◆ **Exercise details**: Pull out each line of the entries that contains the word "every". Matching is case-sensitive.

BEGIN Data extract

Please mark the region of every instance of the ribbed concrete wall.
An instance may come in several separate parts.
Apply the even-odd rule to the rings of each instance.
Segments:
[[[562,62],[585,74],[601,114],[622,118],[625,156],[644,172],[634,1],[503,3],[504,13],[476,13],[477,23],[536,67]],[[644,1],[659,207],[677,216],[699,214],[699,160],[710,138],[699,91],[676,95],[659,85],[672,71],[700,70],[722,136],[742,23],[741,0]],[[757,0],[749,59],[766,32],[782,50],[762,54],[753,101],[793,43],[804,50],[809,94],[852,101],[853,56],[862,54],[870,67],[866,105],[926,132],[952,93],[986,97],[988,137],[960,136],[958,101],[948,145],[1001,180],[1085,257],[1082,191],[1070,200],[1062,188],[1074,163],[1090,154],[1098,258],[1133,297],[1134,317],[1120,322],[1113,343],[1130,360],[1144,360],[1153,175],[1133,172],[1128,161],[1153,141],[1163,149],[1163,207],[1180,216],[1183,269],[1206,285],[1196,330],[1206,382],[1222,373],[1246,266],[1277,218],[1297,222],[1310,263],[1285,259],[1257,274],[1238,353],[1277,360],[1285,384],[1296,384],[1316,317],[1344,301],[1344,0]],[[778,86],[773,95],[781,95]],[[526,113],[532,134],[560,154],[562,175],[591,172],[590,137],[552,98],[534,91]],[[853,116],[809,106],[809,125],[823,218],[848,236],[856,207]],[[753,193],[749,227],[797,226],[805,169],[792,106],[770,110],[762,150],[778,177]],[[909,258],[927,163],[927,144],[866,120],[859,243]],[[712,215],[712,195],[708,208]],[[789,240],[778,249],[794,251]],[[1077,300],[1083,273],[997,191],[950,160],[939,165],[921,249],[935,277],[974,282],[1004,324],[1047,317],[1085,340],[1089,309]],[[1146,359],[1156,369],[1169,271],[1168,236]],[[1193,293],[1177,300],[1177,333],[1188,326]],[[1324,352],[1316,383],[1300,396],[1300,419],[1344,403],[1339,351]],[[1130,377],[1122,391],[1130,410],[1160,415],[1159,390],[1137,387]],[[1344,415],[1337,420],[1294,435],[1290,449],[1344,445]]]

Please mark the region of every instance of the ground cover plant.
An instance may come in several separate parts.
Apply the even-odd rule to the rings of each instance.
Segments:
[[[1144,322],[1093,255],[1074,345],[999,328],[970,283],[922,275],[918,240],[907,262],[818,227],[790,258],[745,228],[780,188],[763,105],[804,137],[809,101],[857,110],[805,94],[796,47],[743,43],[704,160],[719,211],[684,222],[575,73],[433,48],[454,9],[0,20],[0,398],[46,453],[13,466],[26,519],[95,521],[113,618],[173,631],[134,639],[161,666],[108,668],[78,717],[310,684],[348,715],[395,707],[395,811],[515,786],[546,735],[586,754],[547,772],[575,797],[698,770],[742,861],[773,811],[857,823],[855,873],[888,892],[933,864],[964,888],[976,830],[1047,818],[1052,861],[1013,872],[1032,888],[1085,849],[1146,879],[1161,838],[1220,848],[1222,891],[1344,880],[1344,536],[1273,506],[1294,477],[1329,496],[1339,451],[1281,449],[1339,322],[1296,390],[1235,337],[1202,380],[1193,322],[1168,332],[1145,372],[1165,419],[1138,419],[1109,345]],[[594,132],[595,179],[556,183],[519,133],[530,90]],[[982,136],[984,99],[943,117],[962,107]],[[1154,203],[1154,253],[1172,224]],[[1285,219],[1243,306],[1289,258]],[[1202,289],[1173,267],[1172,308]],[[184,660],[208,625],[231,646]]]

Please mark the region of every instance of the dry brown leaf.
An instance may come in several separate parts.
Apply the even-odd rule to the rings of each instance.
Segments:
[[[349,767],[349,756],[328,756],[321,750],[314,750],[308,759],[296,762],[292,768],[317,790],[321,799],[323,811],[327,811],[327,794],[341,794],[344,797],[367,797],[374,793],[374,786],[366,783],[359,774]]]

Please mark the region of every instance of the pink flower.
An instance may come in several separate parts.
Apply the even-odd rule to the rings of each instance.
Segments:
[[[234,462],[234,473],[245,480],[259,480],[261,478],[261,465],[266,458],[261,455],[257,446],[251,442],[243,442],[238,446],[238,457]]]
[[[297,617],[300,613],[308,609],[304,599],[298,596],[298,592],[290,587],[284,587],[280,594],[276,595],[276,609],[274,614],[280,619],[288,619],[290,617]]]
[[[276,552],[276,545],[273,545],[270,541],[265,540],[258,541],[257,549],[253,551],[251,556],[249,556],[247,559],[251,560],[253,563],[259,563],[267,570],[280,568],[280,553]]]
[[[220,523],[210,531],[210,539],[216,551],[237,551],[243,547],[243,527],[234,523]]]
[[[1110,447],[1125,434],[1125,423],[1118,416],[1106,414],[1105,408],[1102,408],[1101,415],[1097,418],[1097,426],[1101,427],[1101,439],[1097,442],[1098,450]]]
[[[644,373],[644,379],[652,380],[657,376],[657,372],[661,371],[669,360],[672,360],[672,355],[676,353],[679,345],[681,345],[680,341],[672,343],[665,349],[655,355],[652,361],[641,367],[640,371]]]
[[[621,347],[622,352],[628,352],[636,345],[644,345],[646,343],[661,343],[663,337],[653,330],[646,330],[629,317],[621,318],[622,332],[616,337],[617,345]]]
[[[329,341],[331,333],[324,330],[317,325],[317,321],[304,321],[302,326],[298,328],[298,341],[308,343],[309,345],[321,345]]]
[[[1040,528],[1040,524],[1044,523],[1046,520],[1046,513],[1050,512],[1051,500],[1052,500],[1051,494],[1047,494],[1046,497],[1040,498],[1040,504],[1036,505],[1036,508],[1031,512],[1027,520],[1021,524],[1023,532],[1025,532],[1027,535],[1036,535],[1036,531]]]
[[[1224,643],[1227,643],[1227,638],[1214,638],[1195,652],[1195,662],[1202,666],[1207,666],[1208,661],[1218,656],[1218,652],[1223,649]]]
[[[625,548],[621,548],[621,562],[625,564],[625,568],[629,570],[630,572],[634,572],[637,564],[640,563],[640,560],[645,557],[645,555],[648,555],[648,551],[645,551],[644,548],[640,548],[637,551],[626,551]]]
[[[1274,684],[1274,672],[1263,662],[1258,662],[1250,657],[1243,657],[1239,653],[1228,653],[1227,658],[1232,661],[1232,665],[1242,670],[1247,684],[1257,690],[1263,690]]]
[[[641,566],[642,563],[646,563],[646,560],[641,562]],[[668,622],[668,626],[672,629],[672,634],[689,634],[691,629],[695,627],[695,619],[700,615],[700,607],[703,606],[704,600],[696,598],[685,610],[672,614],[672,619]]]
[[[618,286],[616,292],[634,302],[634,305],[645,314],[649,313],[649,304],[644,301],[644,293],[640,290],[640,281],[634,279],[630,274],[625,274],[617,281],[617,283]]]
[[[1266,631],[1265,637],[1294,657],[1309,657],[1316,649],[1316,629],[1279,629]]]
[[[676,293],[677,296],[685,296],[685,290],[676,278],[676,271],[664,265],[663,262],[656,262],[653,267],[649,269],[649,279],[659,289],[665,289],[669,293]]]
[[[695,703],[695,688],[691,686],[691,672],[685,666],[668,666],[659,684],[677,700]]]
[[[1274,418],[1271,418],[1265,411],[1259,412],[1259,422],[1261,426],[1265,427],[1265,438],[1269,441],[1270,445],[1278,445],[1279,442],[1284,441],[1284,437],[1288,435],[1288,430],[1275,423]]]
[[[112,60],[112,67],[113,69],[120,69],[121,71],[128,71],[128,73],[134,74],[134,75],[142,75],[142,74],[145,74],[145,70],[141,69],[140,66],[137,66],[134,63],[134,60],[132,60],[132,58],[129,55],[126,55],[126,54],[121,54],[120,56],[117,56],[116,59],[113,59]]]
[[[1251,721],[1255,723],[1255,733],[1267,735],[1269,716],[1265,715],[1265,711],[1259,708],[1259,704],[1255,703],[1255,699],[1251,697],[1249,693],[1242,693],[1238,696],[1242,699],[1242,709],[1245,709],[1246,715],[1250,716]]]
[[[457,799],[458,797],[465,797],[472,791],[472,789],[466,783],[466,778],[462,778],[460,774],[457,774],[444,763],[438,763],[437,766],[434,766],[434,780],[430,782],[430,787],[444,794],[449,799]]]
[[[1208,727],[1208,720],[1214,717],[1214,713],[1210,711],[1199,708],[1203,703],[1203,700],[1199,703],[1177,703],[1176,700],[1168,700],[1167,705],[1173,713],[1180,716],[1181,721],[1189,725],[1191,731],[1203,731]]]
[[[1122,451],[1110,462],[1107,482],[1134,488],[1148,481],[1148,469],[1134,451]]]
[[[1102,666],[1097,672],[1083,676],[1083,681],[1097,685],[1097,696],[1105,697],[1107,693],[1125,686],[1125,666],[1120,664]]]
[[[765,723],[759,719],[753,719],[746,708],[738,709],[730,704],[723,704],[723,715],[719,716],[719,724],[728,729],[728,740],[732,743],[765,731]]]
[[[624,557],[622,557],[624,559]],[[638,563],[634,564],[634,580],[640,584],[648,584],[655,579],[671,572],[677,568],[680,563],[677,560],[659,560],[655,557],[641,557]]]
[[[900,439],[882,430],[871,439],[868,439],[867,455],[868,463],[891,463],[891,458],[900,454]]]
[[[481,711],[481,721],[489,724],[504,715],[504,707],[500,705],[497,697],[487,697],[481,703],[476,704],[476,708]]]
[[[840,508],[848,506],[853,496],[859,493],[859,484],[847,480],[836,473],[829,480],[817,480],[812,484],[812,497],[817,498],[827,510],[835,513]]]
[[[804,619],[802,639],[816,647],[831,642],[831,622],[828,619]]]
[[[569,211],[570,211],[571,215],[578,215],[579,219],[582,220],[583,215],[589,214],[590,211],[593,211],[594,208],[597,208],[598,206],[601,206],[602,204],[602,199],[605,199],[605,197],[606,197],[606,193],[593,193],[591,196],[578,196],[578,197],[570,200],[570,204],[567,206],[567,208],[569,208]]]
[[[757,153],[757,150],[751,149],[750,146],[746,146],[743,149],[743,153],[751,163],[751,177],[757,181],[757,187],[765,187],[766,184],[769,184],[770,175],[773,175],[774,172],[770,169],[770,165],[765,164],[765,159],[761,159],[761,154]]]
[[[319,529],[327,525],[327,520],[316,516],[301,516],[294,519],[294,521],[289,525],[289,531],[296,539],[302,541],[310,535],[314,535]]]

END Data extract

◆ **Exercise solution**:
Please mark the region of every instance of the ribbed concrete wall.
Please mark the region of every instance of the ground cover plant.
Please mark the region of every instance of the dry brown leaf.
Please mark the region of every instance of the pink flower.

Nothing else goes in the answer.